== TEXTE À LIRE
Et voyez cependant les fruits de leur système. Le nombre de volontaires diminua dans une proportion telle, qu'en 1865, on dut livrer 5,800 miliciens destinés à remplacer autant de volontaires qui manquaient pour compléter le chiffre organique déterminé par la loi du 19 août 1861. Aujourd'hui ce chiffre s'élève à 7,100.

Ce qui se passe en Hollande se reproduit aussi dans notre pays.

Nous ne demanderions pas mieux, messieurs, que d'avoir des volontaires en nombre suffisant ; mais nous ne parvenons pas à les enrôler. En Hollande, messieurs, le système des volontaires a occasionné des augmentations de dépenses que vous ne sanctionneriez peut- être pas. L'organisation hollandaise comporte 60,000 hommes sur pied de guerre et le budget s'élève, pour une population de 3 1/2 millions d'habitants, à 30 millions de francs, ce qui représente, pour la Belgique, un budget de 43 millions de francs.

M. Coomansµ. La marine comprise.

MgRµ. - Non, l'armée de terre seulement.

M. Jacobsµ. - Et des Indes.

MgRµ. - Du tout ; il ne s'agit que de l'armée de terre proprement dite. Eh bien, la levée annuelle est de 11,000 hommes, sur 3 1/2 millions d'habitants, ce qui équivaudrait chez nous à un contingent de milice de 16,000 hommes. Je ne sais pas, messieurs, si, en présence d'une telle situation et de la pénurie de volontaires que l'on constate en Hollande, on peut sérieusement nous proposer d'en revenir à des errements que nos voisins ont dû abandonner en fait.

Les systèmes des honorables MM. Kervyn et Thibaut ont pour conséquence de former une armée composée exclusivement de volontaires. En effet, tout homme donnant 300 francs serait exonéré et c'est le gouvernement qui aurait à pourvoir à son remplacement. Mais ce n'est pas quinze millions qu'il faudrait pour lever tous les ans un contingent suffisant de volontaires. On a calculé que le remplacement annuel, qui fournit 3,100 remplaçants ou substituants, coûte en moyenne 1,200 francs par individu ; mais si, au lieu de 3,100 remplaçants, il en fallait 12,000, ce n'est pas 1,200 francs qui suffiraient ; on arriverait probablement, comme en France, à 2,000 et 2,800 francs dans les époques de crise, c'est-à-dire qu'il faudrait augmenter le budget actuel de 30 à 35 millions.

Ce n'est pas tout, messieurs, nous n'avons aujourd'hui que 8,000 à 9,000 volontaires ; désormais nous devrions en avoir, non pas 12,000,mais bien 100,000, l'effectif de notre armée. Où les trouverez-vous ?

L'armée anglaise compte non pas 92,000 volontaires, mais 184,000.

Eh bien, il résulte des rapports adressés à la reine et dont j'ai déjà donné connaissance à la Chambre, que l'Angleterre éprouve les plus grandes difficultés pour maintenir ce chiffre de 184,000 hommes. Et cependant, on sait de quels avantages considérables jouit le soldat anglais. Visitez ce que l'on appelle leurs barracks, et comparez-les à nos casernes, vous y trouverez des salles de billards et de jeux de toutes sortes, des bibliothèques, des cabinets de lecture.
====
== ENTRÉES FOURNIES
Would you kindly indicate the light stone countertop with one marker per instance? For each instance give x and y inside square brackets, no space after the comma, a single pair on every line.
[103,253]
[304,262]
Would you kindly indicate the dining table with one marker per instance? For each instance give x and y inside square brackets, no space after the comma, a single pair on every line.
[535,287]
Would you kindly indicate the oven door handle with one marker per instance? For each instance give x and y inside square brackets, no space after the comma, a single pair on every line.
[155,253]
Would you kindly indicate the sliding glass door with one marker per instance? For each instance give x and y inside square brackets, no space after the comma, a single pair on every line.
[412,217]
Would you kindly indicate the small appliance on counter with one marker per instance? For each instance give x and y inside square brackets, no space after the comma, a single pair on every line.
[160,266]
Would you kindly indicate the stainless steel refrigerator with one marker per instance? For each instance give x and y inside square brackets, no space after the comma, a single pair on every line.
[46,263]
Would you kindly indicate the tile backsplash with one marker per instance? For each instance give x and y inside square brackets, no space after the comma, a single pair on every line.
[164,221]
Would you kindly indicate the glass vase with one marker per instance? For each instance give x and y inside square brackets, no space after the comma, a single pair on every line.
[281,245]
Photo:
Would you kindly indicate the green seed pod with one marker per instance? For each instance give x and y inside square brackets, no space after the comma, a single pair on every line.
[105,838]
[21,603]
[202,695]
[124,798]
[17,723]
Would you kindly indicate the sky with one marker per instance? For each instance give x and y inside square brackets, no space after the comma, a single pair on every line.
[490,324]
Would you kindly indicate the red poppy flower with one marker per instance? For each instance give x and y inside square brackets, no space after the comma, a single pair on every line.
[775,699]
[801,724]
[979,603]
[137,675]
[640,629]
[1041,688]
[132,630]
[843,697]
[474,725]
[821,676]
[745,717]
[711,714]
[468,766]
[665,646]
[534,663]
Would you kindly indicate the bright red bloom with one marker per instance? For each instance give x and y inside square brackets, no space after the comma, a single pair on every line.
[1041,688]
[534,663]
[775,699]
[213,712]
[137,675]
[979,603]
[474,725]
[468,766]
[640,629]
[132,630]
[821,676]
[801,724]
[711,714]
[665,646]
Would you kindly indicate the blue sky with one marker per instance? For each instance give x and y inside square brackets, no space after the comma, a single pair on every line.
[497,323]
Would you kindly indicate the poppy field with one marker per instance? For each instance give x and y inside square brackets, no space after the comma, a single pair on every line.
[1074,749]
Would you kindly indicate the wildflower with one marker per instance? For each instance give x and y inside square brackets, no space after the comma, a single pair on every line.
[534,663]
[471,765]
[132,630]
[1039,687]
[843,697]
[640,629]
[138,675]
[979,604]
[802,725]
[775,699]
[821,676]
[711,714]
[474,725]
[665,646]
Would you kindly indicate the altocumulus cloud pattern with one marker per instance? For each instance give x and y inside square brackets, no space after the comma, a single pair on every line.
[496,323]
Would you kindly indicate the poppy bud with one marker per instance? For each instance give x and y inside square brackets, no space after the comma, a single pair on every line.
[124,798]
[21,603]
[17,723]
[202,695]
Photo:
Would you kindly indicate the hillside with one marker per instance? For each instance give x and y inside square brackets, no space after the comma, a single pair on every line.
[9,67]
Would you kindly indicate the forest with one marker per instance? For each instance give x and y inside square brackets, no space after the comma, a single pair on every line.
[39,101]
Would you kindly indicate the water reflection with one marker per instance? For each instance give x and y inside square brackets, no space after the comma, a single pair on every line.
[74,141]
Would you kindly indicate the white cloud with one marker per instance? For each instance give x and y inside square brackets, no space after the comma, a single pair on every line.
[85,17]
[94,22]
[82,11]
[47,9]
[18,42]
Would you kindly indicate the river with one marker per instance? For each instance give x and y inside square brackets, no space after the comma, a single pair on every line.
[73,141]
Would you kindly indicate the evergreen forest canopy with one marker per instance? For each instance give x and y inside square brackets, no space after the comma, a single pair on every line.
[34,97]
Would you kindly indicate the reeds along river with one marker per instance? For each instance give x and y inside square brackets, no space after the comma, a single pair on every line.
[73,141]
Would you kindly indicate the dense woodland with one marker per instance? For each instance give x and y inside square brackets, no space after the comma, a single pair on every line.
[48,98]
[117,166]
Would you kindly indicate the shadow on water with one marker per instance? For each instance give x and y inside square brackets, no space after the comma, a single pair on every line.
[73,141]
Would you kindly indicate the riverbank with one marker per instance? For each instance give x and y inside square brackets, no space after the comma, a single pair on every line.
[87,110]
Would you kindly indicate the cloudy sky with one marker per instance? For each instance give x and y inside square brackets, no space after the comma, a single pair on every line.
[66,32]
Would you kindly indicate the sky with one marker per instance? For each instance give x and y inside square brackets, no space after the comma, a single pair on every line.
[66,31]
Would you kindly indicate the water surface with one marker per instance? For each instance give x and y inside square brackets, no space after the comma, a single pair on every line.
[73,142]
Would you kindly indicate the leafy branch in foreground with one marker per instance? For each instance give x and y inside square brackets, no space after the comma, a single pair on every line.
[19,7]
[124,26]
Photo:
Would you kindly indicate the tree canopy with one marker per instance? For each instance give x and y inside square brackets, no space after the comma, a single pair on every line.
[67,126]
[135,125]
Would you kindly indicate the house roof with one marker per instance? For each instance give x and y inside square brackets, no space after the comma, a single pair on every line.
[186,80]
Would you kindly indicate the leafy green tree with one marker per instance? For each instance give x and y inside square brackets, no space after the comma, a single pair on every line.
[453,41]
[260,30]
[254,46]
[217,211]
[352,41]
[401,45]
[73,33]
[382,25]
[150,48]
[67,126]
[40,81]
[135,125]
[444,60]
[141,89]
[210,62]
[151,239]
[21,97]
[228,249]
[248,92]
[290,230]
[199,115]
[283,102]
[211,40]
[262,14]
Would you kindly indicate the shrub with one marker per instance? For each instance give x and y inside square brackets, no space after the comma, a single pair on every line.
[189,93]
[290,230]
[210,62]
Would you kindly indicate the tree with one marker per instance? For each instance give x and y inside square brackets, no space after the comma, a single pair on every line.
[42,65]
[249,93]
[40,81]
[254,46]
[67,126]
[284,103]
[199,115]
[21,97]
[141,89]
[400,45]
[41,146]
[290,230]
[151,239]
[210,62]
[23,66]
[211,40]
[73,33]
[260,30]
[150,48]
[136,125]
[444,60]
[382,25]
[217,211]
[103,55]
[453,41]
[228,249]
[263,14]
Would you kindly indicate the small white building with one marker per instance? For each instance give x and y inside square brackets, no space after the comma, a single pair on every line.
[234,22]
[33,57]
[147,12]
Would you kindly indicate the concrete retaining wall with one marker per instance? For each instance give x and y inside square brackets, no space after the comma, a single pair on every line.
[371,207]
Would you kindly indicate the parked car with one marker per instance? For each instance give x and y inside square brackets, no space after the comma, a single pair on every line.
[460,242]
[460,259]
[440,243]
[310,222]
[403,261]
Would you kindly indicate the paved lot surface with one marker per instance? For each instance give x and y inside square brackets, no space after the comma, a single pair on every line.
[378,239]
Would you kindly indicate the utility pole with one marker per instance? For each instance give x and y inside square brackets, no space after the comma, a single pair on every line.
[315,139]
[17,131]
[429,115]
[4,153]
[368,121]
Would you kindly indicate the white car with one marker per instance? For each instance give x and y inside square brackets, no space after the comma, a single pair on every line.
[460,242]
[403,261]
====
▸ EXERCICE PROPOSÉ A:
D'après l'extrait sur les volontaires de l'armée, combien de miliciens a-t-on dû livrer en Hollande en 1865 ?
▸ EXERCICE PROPOSÉ B:
Les affirmations suivantes concordent-elles avec l'extrait sur les volontaires de l'armée ? Répondez par oui ou non en citant les mots du texte qui tranchent.
(i) Pour la Hollande, le budget de 30 millions de francs concerne seulement l'armée de terre.
(ii) Le remplacement annuel fournit 12,000 remplaçants.
(iii) Les barracks anglaises ont des bibliothèques.
▸ EXERCICE PROPOSÉ C:
Poursuivez l'extrait sur les volontaires de l'armée à la suite de sa dernière phrase.

▸ RÉSULTAT A:
On a dû livrer 5,800 miliciens.

▸ RÉSULTAT B:
(i) Oui : « Non, l'armée de terre seulement. »
(ii) Non : « le remplacement annuel, qui fournit 3,100 remplaçants ou substituants »
(iii) Oui : « vous y trouverez des salles de billards et de jeux de toutes sortes, des bibliothèques, des cabinets de lecture. »

▸ RÉSULTAT C:
Mais aussi le soldat anglais coûte au minimum à l'Etat 90 liv. (2,250 fr.) ; calculez à quel taux s'élèverait votre budget si vous vouliez accorder à nos soldats les faveurs dont jouissent en Angleterre les hommes qui s'enrôlent pour défendre la patrie ; il vous faudrait voter 90 à 100 millions de francs chaque année.

La disproportion est encore plus grande en Amérique : l'armée se compose de 45,000 volontaires en temps de paix ; mais le soldat américain coûte 6,000 francs par an. Si l'on consent à payer le soldat belge comme son camarade d'Amérique, alors j'avoue que sans aucun doute on trouvera chez nous un nombre suffisant de volontaires.

Messieurs, tous ces systèmes qu'on préconise auraient pour conséquence inévitable l'impossibilité absolue d'avoir une armée en Belgique. Aussi, ce serait conduire à la ruine de nos forces militaires que d'adopter pour notre pays le régime anglais ou le régime américain... (Interruption.)

On me demande quel est le prix de l'enrôlement en Angleterre ; je croîs que dans les temps de grande crise il a pu monter jusqu'à 100 ou 150 livres mais en temps ordinaire on peut évaluer les frais de recrutement à 20 livres par homme ; mais ce n'est pas la prime d'engagement qui forme le plus grand attrait, c'est le confort dont le soldat est journellement entouré et qui fait qu'il est une lourde charge pour le pays.

Il est bien payé ; l'état militaire constitue pour lui une véritable carrière.

Il cherche à rester sous les drapeaux jusqu'au moment où il a le nombre d'années voulues pour obtenir sa retraite ; alors il émarge encore le budget de l'Etat, car le chiffre des dotations des militaires pensionnés est considérable.

L'honorable M. Kervyn nous a parlé de la situation de l'armée française, relativement au nombre de volontaires qu'elle possède ; il nous a dit, qu'en 1864 il y avait 58,000 officiers et vétérans, 20,000 engagés volontaires, 125,000 engagés et rengagés, 38,000 remplaçants administratifs et qu'il y avait seulement 160,000 miliciens qui servaient pour leur compte.

L'honorable membre, comparant sous ce rapport l'armée belge à l'armée française, dit : « Voyez l'immense avantage de l'armée française sur la nôtre : on sert beaucoup moins en France qu'en Belgique. »

Mais pourquoi l'honorable membre est-il arrivé à cette conclusion ? C'est parce qu'il a fait son calcul sur les 100,000 hommes qui étaient effectivement sous les drapeaux, c'est-à-dire sur le pied de paix restreint.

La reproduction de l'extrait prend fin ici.